* EXERCISE PROMPT
In all the records below, replace "sample" with "example" and leave everything else unchanged. Omit the pictures from your answer.

* DATA EXTRACT

********************

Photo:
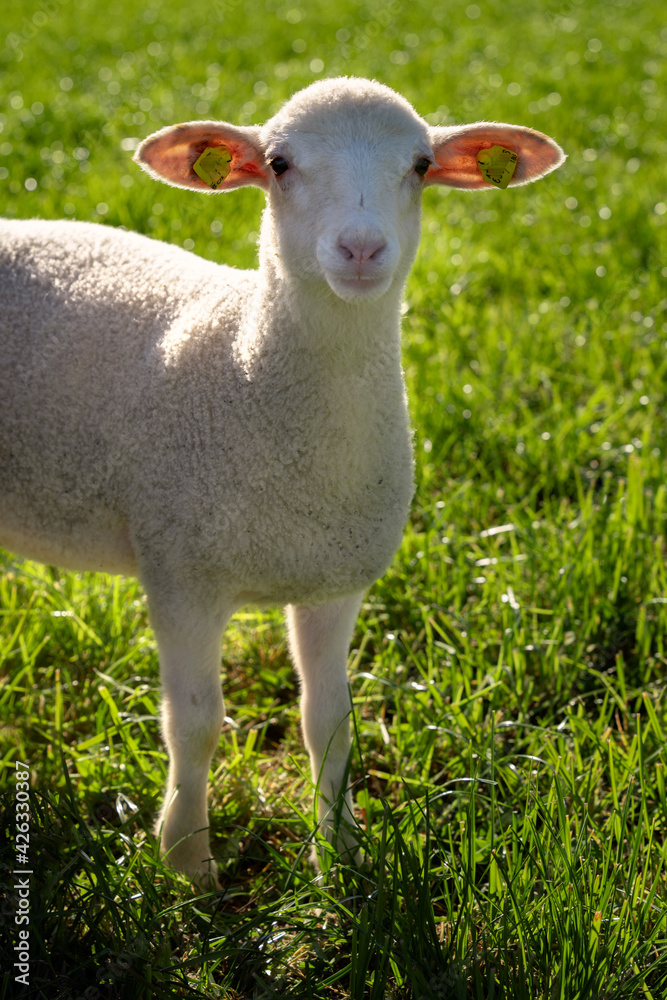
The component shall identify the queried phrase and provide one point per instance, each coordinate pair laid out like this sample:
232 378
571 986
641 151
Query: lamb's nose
361 250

********************

* TASK SOLUTION
Photo:
The component shall identify the queried phrase and provide one point per instance, each coordinate pair laid out like this example:
232 378
571 986
641 151
Query: lamb's nose
361 250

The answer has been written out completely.